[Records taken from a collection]
* Begin *

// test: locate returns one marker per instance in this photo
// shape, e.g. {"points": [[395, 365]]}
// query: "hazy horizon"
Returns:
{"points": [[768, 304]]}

* End *

**REQUIRED TASK:**
Can you output every line of the records above, with no changes?

**ANSWER TO THE TASK:**
// test: locate returns one marker per instance in this photo
// shape, e.g. {"points": [[395, 365]]}
// query: "hazy horizon"
Returns:
{"points": [[768, 304]]}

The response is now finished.